[START Reading text]

# Canada Is Taking In Hundreds Of Rescued Slaves From Libya



## nysister (Feb 8, 2019)

https://travelnoire.com/canada-is-taking-rescued-slaves-from-libya/

Almost two years after the shocking discovery that people were being sold off at auctions in Libya, Canada has begun resettling hundreds of people rescued from slavery, according to a report from the National Post.

The decision from our neighbors to the North comes amid United Nations leaders asking for the international community’s help with taking in Libyan refugees living in slavery.

Canada’s Immigration Minister Ahmed Hussen stated, “Canada was one of the few countries to respond to a request from the United Nations refugee agency in 2017. More than 150 people have been resettled and another 600 more are expected over the next two years through the regular refugee settlement program.”

In addition to Libya, Canada has plans to take action on resettling at least 100 refugees from Niger who were rescued from Libyan migrant detention centers, including those who are victims of human smuggling, as reported in CBC.

“It can take some time for the countries to do their selection because it was a voluntary act. So they want to screen. They go through their usual selection processes,” Michael Casasola, the head of resettlement for the UN High Commissioner for Refugees in Ottawa told the news outlet.

Libya is known to be a major stopping point for asylum-seekers from Africa who are looking to cross the Mediterranean Sea to reach Europe.

When a video released by CNN appeared to show a young black man being sold for $400 during an auction, it prompted world leaders from France, Germany, Chad, and Niger to implement a plan to evacuate the thousands of migrants stuck in Libyan detention camps.

“As Canada takes more refugees, including Libyan refugees, it is important to remind other countries of their own commitments under the 1951 Refugee Convention and the need to respect the principle of responsibility sharing, which is one of the new norms of the refugee compact which Canada and other countries have just signed,” said Fen Hampson, the executive director of the Canadian-led World Refugee Council.

[END Reading text]
[START Extracted information]

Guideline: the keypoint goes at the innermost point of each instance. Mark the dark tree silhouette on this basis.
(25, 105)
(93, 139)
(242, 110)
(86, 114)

[END Extracted information]

Exercise goal: Continue the forum post about Canada resettling people rescued from slavery in Libya, starting after its last sentence.

Output of the task:
----------



## Transformer (Feb 9, 2019)

But not the U.S.  I guess they don’t want to import any more Black slaves..... just the folks from south of the border for farm work.


----------



## nysister (Feb 11, 2019)

Transformer said:


> But not the U.S.  I guess they don’t want to import any more Black slaves..... just the folks from south of the border for farm work.



Pretty much :/ 

Might be better that they don't if they'd send them to the mid-west like they do the Somalis. That's a hard world for a Black person.


----------



## 1QTPie (Feb 11, 2019)

This is amazing.


----------



## Reinventing21 (Feb 11, 2019)

Posibble unpopular opinion/thoughts/reflection:  

Why are the United States, Canada and Europe the only desirble places to be? It is the 21st century.  There are so many people who are living in such deplorable circumstances who need to flee their homelands (Asia, Africa, Latin America),  It does not make sense that after all these years, people are still suffering the same fates. Many of these places have the resources. I am sick of this chokehold on the lives of so many people.


----------



## nysister (Feb 11, 2019)

A lot are and will be heading to China as well. The U.S. and Europe have rapedany of these places for their resources and your themselves as being the best places in the world to be. It makes sense that people woiwo want to go there, but I get what you're saying.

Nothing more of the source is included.